Prompt: Please say how many lines of the entries below contain the word "ponytail", and leave out everything else.

Data to process:
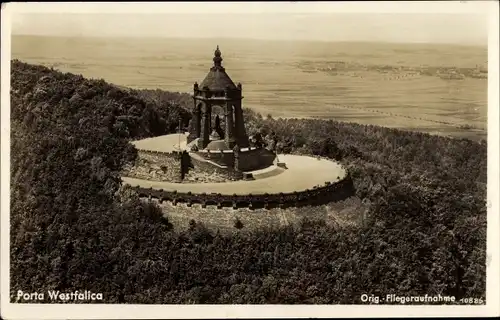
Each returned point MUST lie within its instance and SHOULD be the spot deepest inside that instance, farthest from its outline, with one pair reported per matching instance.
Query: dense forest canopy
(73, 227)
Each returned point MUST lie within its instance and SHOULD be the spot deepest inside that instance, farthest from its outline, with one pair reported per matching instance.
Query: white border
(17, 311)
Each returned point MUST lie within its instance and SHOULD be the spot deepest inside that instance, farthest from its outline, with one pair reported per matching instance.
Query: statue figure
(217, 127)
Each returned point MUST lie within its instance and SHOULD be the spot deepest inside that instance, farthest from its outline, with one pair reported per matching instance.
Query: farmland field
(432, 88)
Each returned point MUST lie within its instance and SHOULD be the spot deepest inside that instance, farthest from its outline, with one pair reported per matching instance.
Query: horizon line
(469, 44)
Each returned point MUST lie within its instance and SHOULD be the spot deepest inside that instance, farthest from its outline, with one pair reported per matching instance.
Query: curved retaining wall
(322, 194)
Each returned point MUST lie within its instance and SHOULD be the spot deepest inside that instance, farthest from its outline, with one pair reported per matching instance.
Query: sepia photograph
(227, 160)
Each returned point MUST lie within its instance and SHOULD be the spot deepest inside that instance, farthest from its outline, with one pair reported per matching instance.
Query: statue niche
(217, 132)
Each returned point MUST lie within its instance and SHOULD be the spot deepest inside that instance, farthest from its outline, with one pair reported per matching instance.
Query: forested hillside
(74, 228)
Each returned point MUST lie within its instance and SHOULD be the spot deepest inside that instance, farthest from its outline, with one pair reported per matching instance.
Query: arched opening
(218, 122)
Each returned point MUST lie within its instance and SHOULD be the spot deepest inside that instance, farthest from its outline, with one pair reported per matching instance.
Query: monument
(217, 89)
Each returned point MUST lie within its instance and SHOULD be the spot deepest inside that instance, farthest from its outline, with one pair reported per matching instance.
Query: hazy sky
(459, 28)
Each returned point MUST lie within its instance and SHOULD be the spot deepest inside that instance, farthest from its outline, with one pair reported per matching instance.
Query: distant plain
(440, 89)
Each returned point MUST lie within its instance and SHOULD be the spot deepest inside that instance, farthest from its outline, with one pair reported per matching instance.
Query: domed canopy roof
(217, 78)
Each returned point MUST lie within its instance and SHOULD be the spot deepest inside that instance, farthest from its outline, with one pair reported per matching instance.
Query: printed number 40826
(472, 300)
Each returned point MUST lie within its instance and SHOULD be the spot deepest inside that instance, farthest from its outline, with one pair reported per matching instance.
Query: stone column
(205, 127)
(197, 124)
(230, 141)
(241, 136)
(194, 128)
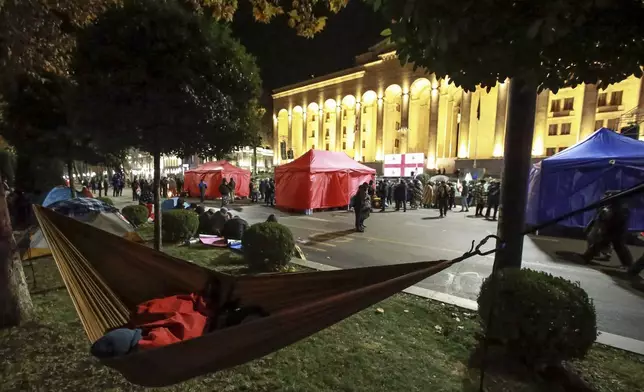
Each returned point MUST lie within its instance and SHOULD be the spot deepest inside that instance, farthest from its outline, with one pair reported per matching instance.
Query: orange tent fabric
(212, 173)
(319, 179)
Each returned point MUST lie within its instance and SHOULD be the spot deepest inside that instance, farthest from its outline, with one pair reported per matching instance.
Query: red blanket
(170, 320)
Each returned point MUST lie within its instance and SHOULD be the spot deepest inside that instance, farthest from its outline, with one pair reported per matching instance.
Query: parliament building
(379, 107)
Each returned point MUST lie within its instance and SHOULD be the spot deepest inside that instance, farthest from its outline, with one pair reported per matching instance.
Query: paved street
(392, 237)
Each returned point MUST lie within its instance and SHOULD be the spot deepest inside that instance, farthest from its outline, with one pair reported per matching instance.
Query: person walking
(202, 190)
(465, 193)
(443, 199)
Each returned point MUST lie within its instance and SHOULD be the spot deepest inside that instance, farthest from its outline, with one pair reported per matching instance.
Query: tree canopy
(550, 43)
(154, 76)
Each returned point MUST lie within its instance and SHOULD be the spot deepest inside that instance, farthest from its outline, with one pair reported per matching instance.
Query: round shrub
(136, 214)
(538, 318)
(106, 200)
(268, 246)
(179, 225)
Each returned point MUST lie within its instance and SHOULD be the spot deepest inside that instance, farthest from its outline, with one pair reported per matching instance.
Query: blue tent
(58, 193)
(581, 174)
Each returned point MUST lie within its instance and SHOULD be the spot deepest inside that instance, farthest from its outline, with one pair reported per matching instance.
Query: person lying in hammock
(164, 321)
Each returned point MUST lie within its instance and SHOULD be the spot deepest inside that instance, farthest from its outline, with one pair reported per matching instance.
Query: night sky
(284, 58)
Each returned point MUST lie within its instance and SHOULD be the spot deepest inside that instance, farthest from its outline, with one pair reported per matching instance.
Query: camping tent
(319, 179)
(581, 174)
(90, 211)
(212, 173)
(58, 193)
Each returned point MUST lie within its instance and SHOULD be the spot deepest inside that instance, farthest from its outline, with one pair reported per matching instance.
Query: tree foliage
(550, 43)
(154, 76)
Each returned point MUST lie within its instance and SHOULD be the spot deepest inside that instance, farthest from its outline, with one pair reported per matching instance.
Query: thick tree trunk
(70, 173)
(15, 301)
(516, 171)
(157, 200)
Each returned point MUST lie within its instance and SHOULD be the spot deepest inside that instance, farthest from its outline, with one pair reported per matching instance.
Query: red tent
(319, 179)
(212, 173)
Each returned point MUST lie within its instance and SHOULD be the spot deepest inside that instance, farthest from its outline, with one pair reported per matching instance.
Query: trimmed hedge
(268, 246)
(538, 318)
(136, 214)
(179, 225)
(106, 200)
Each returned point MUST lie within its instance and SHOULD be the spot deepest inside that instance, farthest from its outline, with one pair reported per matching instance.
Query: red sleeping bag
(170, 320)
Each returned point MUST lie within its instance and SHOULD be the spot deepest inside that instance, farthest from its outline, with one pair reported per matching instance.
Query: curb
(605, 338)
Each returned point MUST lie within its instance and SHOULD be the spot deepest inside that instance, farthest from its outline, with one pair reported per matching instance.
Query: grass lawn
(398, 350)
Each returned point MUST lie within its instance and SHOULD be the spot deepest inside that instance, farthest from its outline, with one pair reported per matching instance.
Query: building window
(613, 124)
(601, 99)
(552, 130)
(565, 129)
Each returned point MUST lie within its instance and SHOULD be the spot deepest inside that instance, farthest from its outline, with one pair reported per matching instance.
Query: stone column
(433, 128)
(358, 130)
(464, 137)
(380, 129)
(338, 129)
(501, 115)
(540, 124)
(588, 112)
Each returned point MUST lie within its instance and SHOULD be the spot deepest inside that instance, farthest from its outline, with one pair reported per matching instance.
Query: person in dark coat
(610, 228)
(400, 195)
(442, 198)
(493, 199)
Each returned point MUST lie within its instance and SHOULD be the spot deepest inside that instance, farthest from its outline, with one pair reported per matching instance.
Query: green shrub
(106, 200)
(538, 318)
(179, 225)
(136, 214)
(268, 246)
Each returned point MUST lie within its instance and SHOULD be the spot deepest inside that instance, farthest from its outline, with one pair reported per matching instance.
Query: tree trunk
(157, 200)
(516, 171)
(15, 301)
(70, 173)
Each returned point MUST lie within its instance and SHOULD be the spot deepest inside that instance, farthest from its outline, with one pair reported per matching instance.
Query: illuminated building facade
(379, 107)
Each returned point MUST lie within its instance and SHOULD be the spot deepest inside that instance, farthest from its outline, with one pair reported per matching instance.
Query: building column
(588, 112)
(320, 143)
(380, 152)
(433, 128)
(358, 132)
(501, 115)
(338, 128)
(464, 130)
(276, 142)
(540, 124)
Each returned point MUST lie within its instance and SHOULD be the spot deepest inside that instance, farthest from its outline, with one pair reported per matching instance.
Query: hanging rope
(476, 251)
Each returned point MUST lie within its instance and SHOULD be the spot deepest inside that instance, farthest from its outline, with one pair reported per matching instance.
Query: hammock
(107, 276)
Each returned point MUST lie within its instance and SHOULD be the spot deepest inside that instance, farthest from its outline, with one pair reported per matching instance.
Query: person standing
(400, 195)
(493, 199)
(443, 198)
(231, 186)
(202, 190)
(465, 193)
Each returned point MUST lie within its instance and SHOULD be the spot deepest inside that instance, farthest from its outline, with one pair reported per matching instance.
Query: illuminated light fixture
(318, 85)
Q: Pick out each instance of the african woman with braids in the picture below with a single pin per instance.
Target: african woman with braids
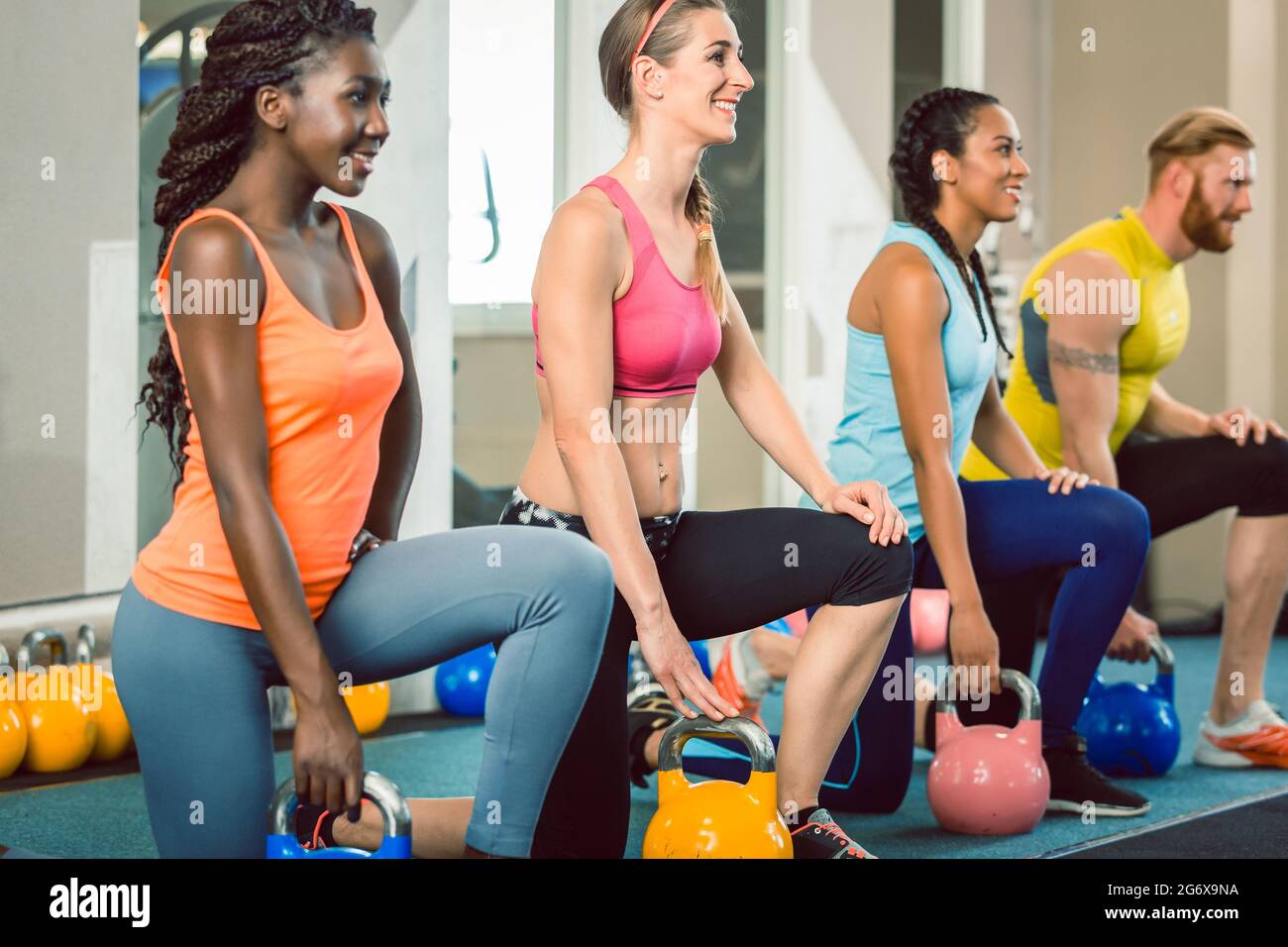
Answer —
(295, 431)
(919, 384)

--

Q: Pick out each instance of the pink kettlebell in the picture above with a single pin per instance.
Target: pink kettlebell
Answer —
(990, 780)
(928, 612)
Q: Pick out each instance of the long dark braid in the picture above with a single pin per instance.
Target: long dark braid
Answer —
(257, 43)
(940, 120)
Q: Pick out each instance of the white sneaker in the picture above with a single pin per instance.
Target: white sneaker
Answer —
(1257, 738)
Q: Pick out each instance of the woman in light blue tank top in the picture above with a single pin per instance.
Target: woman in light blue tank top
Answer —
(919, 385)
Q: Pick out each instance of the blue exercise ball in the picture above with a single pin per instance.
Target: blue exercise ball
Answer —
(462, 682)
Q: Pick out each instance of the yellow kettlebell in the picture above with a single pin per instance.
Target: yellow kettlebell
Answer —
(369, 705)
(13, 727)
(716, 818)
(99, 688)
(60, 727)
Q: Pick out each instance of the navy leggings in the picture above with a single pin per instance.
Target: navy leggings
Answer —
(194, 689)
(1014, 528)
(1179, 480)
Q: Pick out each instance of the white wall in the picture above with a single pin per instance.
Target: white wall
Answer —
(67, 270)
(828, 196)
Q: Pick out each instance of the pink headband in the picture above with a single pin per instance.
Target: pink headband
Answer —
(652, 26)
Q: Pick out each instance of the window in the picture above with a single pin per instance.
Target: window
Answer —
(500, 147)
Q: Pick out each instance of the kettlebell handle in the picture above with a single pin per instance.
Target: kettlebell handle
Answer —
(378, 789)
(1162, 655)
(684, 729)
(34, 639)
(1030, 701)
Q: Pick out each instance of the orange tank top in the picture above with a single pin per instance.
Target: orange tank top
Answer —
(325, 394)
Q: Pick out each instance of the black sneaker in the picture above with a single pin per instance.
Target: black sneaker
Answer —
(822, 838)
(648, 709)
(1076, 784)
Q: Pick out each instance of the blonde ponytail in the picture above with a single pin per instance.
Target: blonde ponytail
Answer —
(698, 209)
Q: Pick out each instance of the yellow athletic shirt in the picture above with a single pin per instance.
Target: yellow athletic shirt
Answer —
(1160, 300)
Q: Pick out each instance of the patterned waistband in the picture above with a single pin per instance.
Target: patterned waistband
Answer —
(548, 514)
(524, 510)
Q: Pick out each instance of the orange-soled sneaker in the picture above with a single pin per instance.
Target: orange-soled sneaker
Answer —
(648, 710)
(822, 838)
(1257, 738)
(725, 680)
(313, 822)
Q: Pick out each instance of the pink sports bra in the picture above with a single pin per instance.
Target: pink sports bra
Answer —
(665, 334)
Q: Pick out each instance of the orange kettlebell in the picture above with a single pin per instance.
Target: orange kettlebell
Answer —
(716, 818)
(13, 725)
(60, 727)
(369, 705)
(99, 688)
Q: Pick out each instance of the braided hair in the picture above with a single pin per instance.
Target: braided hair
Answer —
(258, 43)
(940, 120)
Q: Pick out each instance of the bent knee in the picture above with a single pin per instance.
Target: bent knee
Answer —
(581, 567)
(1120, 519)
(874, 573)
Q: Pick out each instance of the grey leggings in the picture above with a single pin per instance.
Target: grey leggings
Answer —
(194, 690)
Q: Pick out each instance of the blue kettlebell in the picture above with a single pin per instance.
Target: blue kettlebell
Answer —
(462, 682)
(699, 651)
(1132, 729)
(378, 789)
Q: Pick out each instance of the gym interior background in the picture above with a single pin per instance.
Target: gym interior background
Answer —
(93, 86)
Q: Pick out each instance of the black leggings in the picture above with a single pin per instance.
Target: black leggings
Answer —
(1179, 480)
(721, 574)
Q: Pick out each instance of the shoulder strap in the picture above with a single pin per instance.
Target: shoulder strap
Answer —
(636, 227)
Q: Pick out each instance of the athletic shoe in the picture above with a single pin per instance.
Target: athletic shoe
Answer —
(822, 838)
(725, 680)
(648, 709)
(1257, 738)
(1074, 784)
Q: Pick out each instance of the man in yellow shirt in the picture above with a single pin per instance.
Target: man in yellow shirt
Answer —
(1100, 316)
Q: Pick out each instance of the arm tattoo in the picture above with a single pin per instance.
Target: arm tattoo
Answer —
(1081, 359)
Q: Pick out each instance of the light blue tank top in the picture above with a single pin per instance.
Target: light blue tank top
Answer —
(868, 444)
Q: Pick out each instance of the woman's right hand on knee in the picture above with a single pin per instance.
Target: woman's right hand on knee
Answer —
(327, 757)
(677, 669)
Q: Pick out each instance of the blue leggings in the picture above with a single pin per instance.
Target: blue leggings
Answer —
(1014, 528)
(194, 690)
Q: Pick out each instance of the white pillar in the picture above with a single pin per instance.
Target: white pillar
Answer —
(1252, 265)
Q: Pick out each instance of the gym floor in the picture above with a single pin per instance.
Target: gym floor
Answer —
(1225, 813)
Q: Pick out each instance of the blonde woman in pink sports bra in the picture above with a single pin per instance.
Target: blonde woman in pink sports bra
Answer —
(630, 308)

Exercise solution: 2